**Exercise description:**
Nothing but the line with "return mask of car windshield" and the lines after it, through the end of the records below, is to be repeated, exactly as it is.

**Items:**
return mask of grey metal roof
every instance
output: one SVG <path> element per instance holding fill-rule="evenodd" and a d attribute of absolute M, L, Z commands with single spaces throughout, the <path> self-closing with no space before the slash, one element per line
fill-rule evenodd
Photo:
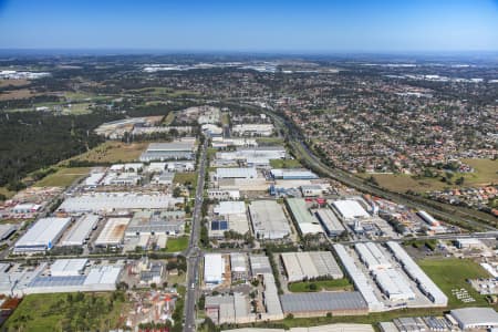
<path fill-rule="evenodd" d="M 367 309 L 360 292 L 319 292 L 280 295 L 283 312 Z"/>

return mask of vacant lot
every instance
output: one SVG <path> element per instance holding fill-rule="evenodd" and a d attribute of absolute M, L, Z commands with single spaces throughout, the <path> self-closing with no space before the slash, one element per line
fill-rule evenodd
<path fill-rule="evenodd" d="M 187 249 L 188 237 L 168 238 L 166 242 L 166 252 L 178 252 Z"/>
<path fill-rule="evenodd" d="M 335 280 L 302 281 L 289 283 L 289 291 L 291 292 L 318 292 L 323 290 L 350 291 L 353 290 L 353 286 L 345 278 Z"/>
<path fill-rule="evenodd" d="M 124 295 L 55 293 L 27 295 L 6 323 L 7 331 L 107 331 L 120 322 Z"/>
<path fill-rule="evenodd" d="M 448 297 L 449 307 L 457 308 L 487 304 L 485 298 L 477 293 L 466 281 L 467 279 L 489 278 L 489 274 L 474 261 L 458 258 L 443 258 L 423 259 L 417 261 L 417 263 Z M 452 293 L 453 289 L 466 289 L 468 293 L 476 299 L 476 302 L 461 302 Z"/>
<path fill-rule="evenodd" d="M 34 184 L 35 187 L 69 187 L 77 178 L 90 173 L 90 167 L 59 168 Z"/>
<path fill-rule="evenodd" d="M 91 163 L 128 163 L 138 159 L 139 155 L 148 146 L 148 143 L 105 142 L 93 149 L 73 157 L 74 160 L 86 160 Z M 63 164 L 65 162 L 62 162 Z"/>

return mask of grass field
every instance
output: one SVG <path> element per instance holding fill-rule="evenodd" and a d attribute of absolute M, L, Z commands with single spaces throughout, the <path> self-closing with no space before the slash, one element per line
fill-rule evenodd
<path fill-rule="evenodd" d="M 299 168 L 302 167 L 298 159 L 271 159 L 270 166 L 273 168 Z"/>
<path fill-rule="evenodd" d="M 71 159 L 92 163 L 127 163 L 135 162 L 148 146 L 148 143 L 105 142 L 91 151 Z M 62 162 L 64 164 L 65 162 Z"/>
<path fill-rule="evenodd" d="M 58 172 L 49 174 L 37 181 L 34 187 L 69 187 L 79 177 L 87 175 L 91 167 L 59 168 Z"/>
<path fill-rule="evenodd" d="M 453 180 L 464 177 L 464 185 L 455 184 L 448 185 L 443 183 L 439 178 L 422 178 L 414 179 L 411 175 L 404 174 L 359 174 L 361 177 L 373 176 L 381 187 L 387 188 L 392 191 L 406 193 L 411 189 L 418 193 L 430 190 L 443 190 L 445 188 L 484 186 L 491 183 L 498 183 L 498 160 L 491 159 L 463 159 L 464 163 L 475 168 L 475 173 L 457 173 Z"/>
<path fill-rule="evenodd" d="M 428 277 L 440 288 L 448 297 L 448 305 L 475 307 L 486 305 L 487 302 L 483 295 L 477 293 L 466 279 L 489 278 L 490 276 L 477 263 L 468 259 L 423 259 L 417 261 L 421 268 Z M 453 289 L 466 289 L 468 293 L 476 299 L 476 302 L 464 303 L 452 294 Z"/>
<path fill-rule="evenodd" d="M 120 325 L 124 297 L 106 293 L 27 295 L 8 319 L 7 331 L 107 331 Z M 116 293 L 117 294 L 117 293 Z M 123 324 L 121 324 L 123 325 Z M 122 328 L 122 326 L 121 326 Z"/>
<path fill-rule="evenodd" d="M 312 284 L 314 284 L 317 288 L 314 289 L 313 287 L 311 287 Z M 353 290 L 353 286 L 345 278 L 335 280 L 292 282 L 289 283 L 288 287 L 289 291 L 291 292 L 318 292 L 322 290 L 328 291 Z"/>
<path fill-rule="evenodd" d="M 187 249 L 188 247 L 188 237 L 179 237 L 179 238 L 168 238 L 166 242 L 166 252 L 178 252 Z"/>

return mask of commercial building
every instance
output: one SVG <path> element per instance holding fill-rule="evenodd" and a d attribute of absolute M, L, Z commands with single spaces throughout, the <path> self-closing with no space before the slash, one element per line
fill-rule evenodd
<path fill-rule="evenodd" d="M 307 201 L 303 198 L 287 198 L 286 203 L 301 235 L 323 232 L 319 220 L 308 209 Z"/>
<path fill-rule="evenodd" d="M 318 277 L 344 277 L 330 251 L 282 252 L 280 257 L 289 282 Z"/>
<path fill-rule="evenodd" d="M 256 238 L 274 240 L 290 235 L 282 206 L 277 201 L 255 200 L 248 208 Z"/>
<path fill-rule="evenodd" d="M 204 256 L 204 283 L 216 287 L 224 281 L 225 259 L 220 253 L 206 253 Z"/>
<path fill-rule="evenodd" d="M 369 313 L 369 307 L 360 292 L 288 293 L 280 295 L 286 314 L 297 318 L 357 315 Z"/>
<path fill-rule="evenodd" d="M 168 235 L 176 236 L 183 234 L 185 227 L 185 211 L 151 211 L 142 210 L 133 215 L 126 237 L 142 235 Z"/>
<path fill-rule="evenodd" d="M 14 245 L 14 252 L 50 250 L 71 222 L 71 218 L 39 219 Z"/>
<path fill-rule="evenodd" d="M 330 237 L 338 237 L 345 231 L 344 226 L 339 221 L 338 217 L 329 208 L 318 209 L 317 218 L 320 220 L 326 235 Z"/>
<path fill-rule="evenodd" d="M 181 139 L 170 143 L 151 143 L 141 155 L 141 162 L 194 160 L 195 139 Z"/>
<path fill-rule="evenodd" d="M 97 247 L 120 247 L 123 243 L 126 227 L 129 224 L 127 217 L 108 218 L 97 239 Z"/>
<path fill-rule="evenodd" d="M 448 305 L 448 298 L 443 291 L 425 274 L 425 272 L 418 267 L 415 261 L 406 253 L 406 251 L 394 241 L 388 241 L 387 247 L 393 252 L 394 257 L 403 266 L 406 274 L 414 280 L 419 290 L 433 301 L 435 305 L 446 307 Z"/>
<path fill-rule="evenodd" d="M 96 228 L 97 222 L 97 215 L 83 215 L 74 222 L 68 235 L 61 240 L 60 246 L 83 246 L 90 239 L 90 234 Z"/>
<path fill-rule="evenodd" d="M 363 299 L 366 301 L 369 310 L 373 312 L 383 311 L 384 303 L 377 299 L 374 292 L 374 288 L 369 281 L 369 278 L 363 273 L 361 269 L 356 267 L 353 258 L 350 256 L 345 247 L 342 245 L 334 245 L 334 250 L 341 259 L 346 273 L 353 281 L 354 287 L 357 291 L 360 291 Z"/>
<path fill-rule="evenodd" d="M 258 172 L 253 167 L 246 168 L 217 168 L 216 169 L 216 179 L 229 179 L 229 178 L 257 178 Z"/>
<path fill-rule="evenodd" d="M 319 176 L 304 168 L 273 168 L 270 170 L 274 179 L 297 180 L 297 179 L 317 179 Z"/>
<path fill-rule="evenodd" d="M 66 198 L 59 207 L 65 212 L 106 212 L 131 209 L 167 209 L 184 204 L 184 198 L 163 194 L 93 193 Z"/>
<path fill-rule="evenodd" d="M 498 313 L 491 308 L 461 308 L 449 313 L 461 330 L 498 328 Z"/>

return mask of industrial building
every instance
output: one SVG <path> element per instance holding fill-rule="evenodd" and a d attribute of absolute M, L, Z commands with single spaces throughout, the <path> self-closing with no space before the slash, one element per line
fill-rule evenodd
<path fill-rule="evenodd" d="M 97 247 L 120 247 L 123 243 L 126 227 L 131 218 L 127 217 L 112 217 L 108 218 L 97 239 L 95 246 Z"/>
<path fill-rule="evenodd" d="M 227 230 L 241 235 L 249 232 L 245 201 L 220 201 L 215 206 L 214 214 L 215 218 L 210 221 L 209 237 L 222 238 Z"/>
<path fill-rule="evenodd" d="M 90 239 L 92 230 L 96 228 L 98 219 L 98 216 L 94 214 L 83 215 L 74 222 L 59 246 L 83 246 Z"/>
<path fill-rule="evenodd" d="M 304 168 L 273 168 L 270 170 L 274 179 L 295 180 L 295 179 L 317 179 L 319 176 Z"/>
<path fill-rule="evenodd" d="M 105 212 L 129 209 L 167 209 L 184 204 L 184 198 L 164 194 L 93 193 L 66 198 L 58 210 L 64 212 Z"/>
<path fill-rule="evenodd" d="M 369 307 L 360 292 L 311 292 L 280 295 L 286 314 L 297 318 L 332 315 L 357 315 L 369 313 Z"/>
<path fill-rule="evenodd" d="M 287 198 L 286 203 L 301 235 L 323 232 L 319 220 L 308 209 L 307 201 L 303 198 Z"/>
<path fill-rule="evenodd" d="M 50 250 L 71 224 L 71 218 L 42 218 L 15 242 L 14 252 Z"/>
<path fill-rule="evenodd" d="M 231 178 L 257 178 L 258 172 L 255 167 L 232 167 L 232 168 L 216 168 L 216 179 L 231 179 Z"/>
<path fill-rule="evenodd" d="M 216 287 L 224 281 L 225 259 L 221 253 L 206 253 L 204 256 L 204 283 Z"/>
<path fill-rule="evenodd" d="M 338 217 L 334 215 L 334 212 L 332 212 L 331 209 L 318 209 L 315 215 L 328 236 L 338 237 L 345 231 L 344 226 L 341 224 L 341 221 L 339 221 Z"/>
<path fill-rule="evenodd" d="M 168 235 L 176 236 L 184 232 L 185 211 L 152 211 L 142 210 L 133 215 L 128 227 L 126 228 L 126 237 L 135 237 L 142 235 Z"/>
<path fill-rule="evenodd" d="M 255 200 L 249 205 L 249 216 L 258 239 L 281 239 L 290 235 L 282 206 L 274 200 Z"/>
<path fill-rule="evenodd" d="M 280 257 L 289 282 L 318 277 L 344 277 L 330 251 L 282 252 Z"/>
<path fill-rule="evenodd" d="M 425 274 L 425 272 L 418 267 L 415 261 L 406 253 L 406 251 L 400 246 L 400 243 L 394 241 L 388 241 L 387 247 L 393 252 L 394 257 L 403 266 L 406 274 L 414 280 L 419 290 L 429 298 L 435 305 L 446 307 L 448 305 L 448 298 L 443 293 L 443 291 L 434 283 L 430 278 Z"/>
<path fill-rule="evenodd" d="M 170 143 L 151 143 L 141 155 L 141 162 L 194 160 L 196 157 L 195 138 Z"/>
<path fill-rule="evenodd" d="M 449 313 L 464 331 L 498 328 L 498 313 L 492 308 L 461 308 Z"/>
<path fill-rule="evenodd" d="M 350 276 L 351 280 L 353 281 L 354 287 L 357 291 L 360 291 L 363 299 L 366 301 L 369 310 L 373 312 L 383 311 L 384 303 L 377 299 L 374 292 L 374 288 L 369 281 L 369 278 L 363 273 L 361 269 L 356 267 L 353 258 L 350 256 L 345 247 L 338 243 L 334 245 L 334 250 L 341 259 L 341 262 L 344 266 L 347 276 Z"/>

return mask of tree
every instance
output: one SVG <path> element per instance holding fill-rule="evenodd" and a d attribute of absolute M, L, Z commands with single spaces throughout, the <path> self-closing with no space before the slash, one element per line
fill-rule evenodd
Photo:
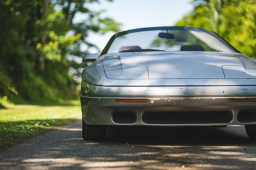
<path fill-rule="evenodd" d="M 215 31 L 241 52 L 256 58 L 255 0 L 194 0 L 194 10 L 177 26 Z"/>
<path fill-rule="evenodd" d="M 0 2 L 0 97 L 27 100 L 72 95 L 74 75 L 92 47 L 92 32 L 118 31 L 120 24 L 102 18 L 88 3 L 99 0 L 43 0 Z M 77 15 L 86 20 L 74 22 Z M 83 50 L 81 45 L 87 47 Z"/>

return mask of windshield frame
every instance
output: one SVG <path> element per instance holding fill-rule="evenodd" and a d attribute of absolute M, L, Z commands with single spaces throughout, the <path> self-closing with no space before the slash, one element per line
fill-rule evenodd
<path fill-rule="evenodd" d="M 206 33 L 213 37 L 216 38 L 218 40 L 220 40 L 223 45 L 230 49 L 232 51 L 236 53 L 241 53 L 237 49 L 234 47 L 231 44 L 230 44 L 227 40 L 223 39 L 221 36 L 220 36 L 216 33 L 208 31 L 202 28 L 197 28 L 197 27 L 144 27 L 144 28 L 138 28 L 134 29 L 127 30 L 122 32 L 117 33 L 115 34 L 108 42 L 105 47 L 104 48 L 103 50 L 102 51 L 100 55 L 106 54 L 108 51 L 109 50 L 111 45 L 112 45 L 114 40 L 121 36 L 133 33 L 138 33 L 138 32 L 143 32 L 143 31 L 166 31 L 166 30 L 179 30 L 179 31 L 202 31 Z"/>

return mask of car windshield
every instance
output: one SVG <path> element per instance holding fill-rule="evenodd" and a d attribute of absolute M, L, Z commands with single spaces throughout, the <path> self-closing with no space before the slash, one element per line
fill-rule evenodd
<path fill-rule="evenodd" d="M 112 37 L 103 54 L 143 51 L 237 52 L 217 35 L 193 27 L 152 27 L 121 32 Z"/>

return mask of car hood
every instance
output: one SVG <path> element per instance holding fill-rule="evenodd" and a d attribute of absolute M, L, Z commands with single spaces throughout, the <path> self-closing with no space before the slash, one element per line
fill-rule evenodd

**Result of this exercise:**
return mask of car windshield
every instance
output: one SVG <path> element per instance holding fill-rule="evenodd" and a d attribute of absolute M, L, Z commands with single spaces throughout, the <path> self-closing with no space before the slash, one element per line
fill-rule evenodd
<path fill-rule="evenodd" d="M 112 37 L 103 54 L 143 51 L 237 52 L 217 35 L 193 27 L 152 27 L 121 32 Z"/>

return mask of car hood
every instance
output: one SVG <path> element per instance holding fill-rule="evenodd" and a d attribute of absolute M, L, Z commands with single spaces throughout, the <path> self-closing with no space before the slash, one element per line
fill-rule evenodd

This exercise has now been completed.